(Records)
- - -

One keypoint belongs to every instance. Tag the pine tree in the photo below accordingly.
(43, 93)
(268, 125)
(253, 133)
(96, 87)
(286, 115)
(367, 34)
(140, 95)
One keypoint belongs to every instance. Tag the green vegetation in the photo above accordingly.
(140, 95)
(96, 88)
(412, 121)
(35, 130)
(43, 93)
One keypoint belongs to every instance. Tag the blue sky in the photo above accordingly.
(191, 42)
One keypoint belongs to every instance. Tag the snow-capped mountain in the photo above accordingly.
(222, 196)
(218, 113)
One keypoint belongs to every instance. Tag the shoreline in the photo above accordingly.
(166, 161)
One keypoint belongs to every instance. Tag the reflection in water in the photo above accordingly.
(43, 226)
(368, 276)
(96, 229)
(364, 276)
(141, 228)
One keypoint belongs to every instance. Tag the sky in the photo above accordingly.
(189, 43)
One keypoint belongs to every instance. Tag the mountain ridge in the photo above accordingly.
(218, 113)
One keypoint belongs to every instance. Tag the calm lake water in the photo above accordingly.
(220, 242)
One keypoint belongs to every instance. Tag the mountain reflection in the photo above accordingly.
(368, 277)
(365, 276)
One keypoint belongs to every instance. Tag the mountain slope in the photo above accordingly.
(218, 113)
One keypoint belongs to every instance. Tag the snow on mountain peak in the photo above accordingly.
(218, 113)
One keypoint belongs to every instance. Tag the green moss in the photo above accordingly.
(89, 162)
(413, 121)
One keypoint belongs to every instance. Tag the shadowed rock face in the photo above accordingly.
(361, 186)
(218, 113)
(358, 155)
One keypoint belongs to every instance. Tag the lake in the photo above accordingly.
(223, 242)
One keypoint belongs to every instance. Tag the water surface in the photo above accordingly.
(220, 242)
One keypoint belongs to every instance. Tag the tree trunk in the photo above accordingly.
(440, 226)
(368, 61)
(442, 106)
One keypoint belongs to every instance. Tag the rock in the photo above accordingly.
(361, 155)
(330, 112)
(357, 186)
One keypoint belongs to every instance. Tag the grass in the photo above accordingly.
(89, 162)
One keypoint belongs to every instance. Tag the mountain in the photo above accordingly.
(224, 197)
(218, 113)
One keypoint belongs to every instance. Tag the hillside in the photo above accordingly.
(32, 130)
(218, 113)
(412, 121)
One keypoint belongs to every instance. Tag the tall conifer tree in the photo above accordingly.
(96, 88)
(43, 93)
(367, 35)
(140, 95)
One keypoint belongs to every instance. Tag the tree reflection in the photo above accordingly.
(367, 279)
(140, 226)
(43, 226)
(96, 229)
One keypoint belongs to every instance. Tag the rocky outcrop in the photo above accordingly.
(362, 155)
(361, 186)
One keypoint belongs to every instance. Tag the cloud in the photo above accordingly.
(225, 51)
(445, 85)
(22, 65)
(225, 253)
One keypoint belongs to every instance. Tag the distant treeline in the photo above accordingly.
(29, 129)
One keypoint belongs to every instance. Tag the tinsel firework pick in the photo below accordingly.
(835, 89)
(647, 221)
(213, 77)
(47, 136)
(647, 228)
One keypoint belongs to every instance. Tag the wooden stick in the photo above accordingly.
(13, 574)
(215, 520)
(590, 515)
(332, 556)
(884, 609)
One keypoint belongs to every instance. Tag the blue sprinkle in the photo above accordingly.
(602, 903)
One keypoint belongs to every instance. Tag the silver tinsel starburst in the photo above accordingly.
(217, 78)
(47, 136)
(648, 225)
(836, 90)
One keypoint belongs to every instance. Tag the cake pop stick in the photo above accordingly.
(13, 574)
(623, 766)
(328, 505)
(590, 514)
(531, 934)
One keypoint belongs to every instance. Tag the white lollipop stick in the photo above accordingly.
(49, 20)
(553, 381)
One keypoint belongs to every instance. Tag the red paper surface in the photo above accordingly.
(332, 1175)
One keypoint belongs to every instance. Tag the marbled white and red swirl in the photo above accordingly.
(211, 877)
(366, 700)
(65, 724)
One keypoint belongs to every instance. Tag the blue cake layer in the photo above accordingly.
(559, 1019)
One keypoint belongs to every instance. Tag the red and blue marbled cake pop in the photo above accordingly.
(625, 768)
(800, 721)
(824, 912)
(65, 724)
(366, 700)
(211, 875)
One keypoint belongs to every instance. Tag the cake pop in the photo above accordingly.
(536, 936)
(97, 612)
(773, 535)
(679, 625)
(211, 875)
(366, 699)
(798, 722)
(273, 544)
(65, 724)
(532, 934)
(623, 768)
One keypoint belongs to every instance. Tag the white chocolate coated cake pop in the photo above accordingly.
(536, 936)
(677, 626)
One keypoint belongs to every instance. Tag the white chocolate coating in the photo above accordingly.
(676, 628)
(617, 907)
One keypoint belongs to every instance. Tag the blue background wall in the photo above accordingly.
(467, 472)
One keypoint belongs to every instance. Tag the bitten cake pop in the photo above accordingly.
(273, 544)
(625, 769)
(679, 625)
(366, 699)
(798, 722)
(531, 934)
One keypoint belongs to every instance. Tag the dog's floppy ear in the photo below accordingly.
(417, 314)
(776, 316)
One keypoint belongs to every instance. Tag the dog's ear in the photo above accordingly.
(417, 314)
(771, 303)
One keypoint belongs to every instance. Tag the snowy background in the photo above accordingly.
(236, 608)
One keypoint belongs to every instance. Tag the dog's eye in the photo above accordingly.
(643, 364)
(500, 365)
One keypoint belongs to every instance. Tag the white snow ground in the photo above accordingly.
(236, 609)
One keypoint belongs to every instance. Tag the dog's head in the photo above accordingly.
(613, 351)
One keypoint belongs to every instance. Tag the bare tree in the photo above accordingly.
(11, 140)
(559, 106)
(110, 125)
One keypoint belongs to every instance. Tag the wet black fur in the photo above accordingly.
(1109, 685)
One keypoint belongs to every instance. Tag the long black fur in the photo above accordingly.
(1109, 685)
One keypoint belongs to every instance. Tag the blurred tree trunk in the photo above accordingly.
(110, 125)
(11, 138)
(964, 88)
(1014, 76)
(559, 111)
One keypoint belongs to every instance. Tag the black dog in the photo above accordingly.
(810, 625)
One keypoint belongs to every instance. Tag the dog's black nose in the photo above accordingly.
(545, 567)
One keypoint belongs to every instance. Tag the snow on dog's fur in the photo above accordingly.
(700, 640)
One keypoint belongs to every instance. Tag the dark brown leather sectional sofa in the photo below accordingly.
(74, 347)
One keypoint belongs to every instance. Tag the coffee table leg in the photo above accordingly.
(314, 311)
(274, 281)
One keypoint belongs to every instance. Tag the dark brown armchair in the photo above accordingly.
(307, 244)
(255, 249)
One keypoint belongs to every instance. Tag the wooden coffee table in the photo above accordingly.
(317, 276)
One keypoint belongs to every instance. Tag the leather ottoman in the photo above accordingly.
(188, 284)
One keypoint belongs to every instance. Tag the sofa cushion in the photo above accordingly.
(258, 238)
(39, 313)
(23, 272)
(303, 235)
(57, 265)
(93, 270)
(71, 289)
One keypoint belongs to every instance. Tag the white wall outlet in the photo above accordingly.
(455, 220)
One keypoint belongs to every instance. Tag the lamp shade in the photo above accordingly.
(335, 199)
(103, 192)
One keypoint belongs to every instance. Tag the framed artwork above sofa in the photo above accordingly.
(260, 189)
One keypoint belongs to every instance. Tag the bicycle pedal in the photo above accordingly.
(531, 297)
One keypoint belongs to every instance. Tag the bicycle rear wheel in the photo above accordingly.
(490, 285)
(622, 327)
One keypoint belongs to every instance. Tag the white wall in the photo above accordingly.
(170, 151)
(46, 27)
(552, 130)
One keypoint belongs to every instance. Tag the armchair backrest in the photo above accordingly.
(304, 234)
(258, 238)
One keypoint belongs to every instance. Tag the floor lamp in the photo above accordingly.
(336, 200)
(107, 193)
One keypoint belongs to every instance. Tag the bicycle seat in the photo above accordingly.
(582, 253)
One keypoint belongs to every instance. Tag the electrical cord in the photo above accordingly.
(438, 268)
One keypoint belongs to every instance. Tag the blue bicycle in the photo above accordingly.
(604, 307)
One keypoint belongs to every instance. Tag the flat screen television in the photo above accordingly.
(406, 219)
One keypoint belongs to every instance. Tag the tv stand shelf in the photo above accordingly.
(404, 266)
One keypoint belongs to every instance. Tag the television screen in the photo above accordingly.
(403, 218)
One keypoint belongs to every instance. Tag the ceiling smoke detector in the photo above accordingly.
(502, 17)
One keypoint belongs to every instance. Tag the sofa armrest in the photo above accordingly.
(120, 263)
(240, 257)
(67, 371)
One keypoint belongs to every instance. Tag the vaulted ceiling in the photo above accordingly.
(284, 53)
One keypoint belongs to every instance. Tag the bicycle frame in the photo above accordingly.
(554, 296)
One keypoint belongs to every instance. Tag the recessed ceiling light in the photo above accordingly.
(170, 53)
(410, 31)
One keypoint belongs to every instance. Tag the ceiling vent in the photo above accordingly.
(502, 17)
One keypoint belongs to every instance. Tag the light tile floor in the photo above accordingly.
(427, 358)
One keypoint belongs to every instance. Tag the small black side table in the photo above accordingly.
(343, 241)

- - -

- Exercise task -
Arrange the lines above, from the one containing "One keypoint belongs to every instance. Tag the bicycle frame" through the end of the items, as a numbered list, leaving out any blank lines.

- Exercise answer -
1. One keypoint belongs to every instance. Tag the bicycle frame in the photo above accordingly.
2. (554, 296)
3. One keypoint belongs to every instance. Tag the recessed ceiling light in the photo above accordingly.
4. (170, 53)
5. (410, 31)
6. One keypoint belongs to every instance. Tag the ceiling vent in the photo above accordingly.
7. (502, 17)
8. One keypoint belongs to every instance. Tag the light tile floor in the photo above accordingly.
9. (427, 358)
10. One keypoint belongs to every instance. Tag the small black side table in the photo above accordingly.
11. (343, 241)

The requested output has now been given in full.